What is expected: Transcribe the records word for word. Leave every picture out.

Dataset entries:
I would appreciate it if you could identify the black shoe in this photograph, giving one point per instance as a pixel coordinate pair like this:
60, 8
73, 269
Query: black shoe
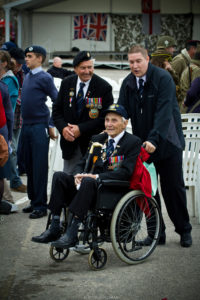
36, 214
70, 238
148, 241
65, 242
46, 237
186, 239
27, 209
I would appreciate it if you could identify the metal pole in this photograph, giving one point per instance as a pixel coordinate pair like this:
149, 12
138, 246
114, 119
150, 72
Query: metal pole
7, 24
19, 29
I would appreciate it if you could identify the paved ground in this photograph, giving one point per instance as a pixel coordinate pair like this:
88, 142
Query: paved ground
27, 271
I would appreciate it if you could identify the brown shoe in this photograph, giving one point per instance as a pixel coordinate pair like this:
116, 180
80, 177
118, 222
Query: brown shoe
22, 188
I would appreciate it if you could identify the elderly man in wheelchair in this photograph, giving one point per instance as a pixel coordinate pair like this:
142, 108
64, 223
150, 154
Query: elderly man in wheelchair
111, 159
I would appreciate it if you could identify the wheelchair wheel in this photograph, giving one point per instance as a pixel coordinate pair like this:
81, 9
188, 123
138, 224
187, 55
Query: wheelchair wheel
63, 219
97, 259
58, 254
134, 217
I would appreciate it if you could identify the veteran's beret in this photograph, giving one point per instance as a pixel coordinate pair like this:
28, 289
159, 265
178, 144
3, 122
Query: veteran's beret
36, 49
118, 109
80, 57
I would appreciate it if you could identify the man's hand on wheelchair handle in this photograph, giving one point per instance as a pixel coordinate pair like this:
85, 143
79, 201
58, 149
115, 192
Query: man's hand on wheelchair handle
149, 147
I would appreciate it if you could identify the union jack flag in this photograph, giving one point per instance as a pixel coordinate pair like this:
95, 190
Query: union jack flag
80, 27
98, 27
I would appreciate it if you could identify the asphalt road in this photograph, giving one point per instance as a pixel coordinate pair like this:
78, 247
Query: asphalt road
27, 271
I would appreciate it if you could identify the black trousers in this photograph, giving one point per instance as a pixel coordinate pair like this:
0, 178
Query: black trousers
64, 192
173, 191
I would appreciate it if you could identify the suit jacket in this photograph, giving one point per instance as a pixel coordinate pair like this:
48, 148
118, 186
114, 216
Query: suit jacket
64, 112
157, 117
124, 157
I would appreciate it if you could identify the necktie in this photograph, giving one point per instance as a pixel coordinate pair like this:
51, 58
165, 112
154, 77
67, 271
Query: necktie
141, 87
80, 98
110, 148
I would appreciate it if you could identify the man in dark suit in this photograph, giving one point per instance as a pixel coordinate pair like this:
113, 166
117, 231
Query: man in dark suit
115, 158
78, 110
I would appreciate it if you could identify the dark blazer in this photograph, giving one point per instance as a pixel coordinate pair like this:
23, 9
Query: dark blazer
157, 117
128, 147
64, 112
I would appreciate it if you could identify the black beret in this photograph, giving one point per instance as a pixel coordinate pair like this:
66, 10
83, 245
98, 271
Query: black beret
118, 109
80, 57
36, 49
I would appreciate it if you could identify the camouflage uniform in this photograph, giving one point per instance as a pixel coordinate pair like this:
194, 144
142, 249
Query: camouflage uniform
165, 41
188, 75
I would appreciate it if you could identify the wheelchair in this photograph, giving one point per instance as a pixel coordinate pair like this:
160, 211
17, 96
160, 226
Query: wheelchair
120, 216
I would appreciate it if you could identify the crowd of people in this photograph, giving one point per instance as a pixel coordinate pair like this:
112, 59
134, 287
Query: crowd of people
158, 88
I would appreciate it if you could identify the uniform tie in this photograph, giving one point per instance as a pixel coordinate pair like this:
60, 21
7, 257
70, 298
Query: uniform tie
141, 87
80, 99
110, 148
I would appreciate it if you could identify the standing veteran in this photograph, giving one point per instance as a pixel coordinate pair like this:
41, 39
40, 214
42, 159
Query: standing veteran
115, 160
78, 110
148, 94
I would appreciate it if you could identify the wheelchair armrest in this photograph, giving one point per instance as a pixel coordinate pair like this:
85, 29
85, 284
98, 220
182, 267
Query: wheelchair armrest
109, 182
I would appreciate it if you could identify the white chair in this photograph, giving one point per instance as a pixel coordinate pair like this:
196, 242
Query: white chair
55, 159
191, 159
115, 87
57, 82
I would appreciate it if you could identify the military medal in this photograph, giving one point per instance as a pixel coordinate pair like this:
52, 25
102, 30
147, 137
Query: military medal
99, 103
70, 102
93, 113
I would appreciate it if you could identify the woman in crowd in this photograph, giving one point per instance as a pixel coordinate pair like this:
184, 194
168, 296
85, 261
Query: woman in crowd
192, 100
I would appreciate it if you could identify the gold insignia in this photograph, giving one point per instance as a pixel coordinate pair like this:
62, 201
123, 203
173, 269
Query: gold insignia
93, 113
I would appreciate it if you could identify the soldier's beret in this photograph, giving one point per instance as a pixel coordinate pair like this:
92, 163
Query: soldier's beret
36, 49
194, 43
162, 53
80, 57
118, 109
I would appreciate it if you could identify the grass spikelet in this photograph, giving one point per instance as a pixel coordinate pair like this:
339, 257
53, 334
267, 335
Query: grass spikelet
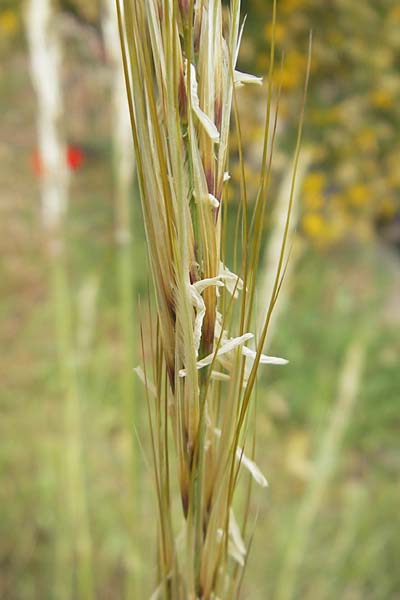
180, 69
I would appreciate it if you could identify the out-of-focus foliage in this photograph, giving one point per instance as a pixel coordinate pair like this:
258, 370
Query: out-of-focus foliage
353, 106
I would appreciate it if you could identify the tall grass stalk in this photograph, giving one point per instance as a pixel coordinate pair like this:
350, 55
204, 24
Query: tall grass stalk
324, 468
123, 169
180, 69
273, 248
74, 540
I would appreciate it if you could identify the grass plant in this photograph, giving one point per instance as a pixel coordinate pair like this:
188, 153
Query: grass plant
123, 171
199, 374
74, 552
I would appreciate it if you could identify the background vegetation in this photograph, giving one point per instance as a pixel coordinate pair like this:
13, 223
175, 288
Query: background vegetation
328, 521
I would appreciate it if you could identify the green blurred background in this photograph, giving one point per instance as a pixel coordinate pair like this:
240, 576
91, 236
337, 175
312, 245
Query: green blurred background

Exercise response:
I would appreciate it if you could identify the black shoe in this photograph, giving one point per instance as a pixel coordinate pair like this:
60, 8
73, 269
Query: black shoe
36, 214
70, 238
148, 241
65, 242
46, 237
186, 239
27, 209
I would appreciate it if you could identify the metal pole in this photograph, giving one point per instance as a pixel coordinate pair like this:
149, 12
138, 246
114, 119
150, 72
Query: metal pole
7, 24
19, 29
I would appreciate it if you could identify the paved ground in this photograph, giving one point per instance as a pixel coordinate pair like this:
88, 142
Query: paved ground
27, 271
I would appreciate it if you could identify the brown shoe in this photograph, giving one point per instance as a pixel coordinate pair like this:
116, 180
80, 177
118, 222
Query: brown shoe
22, 188
I would appreciate it if you could identify the elderly man in wheelchair in this photograph, giving one point per instance as a pixel coordinate pair like this:
142, 108
64, 223
150, 154
Query: elderly man in wheelchair
111, 159
I would appreciate it if you could identify the wheelchair wheel in this photograph, giving one point per instance as a pixel coordinate pair like this:
81, 9
188, 123
138, 224
187, 55
Query: wheelchair wheel
63, 219
97, 259
58, 254
134, 217
I would appreciate it if you could identify the veteran's beret in this photograph, giving one point per instance as a pixel coordinate pair like this:
28, 289
159, 265
178, 144
3, 122
Query: veteran's beret
36, 49
118, 109
80, 57
I would appreciate it if you could identify the man's hand on wheelchair handle in this photograph, giving one point per instance as a pixel coordinate pair like this:
85, 143
79, 201
58, 149
115, 192
Query: man's hand on wheelchair handle
149, 147
I would appreciate it if you could identify the union jack flag in this photograph, giving one point per instance as a pixel coordinate pair like this:
95, 190
Query: union jack flag
80, 27
98, 27
I would appreciate it if you could identify the asphalt road in this photograph, giving one point per instance as a pixel coordinate pair like this:
78, 247
Query: asphalt road
27, 271
I would appreciate it if you could identify the black trousers in this photograph, giving one point per instance as a pixel coordinate pair like this:
0, 178
Query: black trousers
64, 192
173, 191
I would appreciate it if you could identify the suit jacket in this photograph, giving one point per instance as a pixel coordinate pair like this:
48, 148
118, 186
114, 216
Query: suit jacket
64, 112
157, 117
124, 157
I would appreciate it if you could identify the necktie in this photograph, giving one point per instance as a pixel coordinate pair like this:
51, 58
165, 112
154, 77
67, 271
Query: necktie
141, 87
80, 98
110, 148
I would appreciate it if you could identify the man in dark suit in this photograph, giving one point per instance as a pixel coordinate pair like this:
113, 166
117, 231
Query: man in dark suit
115, 158
78, 110
I would appreciate it if you could identify the dark blazer in this photograph, giving one point per instance as a pixel coordinate pair like this:
23, 9
Query: dark blazer
157, 117
128, 147
64, 112
I would appreciate it if you could identify the black beret in this photograph, giving one point per instance as a pixel coordinate pair like this:
66, 10
83, 245
98, 271
Query: black beret
118, 109
80, 57
36, 49
I would appreciate it if you could identify the camouflage uniform in this photograph, giving one point per instance as a pixel coordinate pair like this:
194, 144
142, 249
Query: camouflage uniform
165, 41
188, 75
I would appreciate it if you could identify the wheelchair in this photograph, giving one point per instance as a pixel coordinate pair like this:
160, 211
17, 96
160, 226
Query: wheelchair
120, 216
I would appreciate it if you could identify the crowd of people in this photograph, giving one point per instance as a pixel coordinate pair like this:
112, 59
134, 287
Query: crowd of people
158, 88
I would appreciate it if you could identify the uniform tie in this photograph, giving one point per instance as a pixel coordinate pair like this:
60, 21
7, 257
70, 298
Query: uniform tie
141, 87
80, 99
110, 148
I would appreciate it if you could identify the standing veteran in this photograph, giving one point per instance as a pixel coordinate pair like this:
41, 39
40, 214
42, 159
Query: standing veteran
115, 160
78, 110
148, 94
I would appreciate it if you could identify the wheelchair armrest in this photograph, giving one point per instance as a pixel coordinate pair like this:
85, 29
85, 284
98, 220
182, 267
Query: wheelchair armrest
109, 182
I would appreciate it if you could identify the white chair in this photograph, giving one point per instance as a pixel coordinate pair like this:
196, 242
Query: white chair
55, 159
191, 159
115, 87
57, 82
I would appreciate it if you could identify the military medal in this photograph, giving one point per instance as a pixel coordinate pair like this:
52, 25
102, 30
147, 137
Query: military medal
99, 103
70, 102
93, 113
I would appreciate it if you could identify the woman in crowd in this photograph, giving one point per instance as a pixel coordinate pair like this:
184, 194
168, 296
85, 261
Query: woman in crowd
192, 100
I would appreciate it if you could identify the gold insignia in this photograph, giving one point per instance as a pixel coordinate pair like this:
62, 201
123, 203
173, 269
Query: gold insignia
93, 113
I would appreciate it if you could identify the soldier's beret in this photograph, giving one point per instance as a pixel coordinate pair like this:
92, 163
Query: soldier's beret
36, 49
194, 43
162, 53
80, 57
118, 109
I would appreciate it if you could identify the grass spikelet in this photograph, giving one point per instance as a pixel coordinate pair like this:
339, 257
53, 334
267, 335
Query: grass spikelet
180, 69
I would appreciate it if you could identify the out-of-focus foliage in this photograph, giving one point per instance as a pixel coordinate pair like this:
258, 370
Query: out-of-focus foliage
353, 106
I would appreciate it if you could identify the tall grass stalk in this photograph, giving one point per instance as a pixel coordinate pair like this:
350, 55
204, 24
Query: tall grass stalk
324, 468
123, 169
180, 69
273, 248
74, 540
I would appreciate it if you could identify the grass plant in this photograph, giving one point per instance as a pixel coordinate pair like this:
188, 153
Query: grass plant
123, 171
199, 374
74, 552
I would appreciate it if you could identify the background vegetation in this photograph, giving one point per instance as a pixel coordinate pair like this:
13, 223
175, 288
Query: background vegetation
328, 521
I would appreciate it if you could identify the green blurred background in this photograph, giving one point per instance as a pixel coordinate pair like this:
240, 576
91, 236
337, 175
312, 245
Query: green blurred background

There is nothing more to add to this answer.